** Begin **

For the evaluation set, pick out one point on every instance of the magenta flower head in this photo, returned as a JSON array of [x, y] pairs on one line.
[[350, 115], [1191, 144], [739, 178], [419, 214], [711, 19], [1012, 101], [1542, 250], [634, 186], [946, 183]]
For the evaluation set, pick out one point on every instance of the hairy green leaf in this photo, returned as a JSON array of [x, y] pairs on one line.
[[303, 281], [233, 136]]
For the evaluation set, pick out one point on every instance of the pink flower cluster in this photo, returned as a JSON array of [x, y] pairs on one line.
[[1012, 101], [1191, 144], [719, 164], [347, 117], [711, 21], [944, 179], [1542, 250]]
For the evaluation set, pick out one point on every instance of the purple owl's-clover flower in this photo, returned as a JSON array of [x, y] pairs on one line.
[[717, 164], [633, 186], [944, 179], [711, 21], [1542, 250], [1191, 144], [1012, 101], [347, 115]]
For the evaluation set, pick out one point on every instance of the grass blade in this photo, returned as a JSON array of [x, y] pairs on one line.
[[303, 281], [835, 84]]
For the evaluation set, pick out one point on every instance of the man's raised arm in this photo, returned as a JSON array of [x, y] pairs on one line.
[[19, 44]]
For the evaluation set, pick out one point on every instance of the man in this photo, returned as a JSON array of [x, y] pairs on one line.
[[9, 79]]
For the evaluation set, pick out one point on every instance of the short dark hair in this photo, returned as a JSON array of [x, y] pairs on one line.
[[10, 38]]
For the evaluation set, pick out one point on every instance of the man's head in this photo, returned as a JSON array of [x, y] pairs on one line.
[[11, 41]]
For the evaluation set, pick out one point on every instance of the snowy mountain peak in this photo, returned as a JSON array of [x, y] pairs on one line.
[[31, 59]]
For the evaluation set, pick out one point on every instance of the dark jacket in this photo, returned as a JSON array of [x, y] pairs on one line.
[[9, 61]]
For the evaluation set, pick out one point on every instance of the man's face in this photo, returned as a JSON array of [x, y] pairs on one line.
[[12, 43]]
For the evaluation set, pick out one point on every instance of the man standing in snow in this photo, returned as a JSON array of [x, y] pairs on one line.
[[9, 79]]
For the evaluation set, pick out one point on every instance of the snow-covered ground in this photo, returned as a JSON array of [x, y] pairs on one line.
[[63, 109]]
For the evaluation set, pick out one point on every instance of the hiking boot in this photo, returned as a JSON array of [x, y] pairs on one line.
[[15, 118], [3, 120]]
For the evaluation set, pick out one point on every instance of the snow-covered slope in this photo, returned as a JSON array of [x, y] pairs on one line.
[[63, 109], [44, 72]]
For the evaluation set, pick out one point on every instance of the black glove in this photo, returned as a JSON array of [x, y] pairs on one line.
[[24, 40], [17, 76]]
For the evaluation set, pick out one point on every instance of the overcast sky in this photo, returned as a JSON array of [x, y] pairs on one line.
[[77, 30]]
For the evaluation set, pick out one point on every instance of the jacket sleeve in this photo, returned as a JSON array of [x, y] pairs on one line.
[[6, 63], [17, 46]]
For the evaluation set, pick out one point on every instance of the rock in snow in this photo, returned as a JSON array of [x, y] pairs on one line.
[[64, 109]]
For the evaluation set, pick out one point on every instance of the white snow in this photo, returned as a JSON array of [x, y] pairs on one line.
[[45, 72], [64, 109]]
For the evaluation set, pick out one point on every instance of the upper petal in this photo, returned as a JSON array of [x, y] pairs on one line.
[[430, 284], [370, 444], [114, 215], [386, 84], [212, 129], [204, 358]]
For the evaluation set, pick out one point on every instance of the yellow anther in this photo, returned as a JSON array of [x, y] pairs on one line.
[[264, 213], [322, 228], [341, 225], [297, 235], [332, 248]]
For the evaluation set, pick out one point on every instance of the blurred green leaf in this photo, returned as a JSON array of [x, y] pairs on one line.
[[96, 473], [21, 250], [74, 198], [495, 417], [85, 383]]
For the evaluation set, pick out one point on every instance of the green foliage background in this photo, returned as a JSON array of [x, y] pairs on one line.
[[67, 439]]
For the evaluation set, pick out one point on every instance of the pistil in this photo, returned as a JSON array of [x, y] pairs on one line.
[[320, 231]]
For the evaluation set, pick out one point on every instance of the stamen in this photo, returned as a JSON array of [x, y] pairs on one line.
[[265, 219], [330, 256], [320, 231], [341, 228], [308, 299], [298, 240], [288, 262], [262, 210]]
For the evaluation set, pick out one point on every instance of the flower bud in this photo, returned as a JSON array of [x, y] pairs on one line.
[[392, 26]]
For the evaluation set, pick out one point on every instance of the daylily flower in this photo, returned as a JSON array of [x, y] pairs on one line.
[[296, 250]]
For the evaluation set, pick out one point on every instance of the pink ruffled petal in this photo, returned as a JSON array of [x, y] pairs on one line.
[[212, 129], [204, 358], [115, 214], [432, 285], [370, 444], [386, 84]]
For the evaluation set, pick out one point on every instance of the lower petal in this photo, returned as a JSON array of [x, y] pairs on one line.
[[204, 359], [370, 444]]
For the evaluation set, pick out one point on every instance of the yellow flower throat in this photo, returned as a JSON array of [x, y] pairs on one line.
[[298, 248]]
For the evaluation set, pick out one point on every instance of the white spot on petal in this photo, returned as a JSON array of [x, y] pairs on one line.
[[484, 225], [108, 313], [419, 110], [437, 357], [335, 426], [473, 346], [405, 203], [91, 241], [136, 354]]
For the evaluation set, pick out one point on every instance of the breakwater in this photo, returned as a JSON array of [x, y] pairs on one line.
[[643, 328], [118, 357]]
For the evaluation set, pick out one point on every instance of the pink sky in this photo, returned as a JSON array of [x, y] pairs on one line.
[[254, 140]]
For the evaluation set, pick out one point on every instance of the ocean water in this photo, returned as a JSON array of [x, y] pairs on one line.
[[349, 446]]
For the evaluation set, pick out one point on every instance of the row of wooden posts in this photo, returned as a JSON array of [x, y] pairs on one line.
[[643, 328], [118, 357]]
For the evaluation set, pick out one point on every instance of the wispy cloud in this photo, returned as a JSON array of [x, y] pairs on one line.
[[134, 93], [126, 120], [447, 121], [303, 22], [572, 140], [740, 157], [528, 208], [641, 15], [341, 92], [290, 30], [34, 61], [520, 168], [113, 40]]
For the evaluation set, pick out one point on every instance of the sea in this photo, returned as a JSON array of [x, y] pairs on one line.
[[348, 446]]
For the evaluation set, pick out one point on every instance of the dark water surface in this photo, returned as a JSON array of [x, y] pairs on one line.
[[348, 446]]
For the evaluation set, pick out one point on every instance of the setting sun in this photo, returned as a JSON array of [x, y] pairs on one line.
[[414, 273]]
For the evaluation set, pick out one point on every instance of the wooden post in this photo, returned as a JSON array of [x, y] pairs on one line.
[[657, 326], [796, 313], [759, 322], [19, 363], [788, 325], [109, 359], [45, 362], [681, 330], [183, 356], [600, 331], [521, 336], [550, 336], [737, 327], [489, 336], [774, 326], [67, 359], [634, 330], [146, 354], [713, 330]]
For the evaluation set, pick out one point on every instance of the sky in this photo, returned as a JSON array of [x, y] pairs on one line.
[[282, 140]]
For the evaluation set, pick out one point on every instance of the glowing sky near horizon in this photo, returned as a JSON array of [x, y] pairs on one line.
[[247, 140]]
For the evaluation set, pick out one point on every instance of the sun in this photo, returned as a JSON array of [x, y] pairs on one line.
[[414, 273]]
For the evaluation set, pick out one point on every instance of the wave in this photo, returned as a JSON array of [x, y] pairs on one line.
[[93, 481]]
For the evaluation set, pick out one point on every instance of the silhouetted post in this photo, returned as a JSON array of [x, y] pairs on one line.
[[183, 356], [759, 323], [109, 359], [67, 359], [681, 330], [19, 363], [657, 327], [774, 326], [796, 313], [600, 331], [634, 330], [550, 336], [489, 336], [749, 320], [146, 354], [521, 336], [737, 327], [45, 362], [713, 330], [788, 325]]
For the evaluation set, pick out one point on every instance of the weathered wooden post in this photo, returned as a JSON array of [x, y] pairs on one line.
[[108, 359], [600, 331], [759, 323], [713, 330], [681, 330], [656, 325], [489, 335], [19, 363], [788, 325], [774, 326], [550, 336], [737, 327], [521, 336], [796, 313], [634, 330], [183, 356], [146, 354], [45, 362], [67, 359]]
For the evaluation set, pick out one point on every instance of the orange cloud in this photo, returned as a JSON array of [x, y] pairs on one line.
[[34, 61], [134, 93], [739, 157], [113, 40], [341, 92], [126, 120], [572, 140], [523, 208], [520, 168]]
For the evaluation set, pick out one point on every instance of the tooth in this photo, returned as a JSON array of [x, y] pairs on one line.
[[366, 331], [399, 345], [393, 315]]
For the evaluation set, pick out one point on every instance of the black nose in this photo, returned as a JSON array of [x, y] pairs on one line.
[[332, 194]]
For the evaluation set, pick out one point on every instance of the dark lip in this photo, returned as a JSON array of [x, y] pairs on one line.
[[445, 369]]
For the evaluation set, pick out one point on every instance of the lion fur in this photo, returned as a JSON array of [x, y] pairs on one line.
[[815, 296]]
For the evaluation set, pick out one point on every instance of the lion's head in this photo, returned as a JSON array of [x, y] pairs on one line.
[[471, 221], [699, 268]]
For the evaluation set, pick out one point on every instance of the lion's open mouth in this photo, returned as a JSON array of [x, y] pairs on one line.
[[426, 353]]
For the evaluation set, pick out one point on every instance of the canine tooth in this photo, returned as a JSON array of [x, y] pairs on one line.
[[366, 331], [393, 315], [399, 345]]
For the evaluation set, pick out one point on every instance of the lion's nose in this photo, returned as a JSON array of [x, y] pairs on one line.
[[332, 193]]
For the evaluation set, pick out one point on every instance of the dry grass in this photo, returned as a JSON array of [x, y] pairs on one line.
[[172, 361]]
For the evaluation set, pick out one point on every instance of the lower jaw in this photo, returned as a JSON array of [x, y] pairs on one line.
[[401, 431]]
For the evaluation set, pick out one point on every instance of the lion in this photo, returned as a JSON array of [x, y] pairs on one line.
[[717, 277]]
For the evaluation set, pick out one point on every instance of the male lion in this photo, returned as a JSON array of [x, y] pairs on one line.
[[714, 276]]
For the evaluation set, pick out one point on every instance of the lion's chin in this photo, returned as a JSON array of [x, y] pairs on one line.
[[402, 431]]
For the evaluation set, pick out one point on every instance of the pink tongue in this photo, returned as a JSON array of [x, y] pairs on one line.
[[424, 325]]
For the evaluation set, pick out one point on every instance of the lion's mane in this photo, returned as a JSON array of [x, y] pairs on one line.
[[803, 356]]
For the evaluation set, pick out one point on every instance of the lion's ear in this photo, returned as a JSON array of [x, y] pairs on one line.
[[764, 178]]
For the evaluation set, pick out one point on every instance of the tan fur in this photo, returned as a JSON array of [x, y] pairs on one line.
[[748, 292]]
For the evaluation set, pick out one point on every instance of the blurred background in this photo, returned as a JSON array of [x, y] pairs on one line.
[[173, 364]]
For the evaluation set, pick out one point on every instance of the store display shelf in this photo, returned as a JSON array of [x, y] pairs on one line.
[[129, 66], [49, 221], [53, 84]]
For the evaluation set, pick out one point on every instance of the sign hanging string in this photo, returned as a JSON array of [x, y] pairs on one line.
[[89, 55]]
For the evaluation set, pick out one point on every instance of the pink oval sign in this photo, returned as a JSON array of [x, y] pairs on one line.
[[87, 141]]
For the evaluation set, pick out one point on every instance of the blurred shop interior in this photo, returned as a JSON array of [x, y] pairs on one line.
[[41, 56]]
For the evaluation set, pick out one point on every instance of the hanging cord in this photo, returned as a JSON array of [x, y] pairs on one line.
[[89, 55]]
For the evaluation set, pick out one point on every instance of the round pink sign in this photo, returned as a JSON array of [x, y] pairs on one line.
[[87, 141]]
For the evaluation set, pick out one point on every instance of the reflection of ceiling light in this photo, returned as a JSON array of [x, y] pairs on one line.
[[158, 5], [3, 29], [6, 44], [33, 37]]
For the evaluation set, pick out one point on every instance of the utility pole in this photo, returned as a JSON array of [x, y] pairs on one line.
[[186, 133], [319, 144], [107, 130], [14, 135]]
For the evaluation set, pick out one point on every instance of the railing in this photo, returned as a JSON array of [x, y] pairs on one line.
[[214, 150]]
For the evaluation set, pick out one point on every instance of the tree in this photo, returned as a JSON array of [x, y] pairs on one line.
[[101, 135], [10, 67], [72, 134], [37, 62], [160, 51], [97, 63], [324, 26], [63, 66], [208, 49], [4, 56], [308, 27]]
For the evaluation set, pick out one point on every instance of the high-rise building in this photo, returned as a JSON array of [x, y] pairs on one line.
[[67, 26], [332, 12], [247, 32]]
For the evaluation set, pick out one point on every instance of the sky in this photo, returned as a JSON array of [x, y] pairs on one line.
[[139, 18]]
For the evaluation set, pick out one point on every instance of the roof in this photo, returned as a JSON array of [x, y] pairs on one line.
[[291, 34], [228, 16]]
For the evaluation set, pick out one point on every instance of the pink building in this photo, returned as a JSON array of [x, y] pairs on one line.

** End **

Please quote the lines starting at the one containing "of the high-rise" and ending at the one containing "[[139, 18]]", both included.

Correct answer:
For the evaluation set, pick out one point on every instance of the high-rise building in this photo, returned as a JSON array of [x, y] pairs on one line.
[[67, 26], [332, 12], [247, 32]]
For the evaluation set, pick out one point on every instance of the sky in this photo, returned as a JSON array of [x, y] pairs on one line.
[[139, 18]]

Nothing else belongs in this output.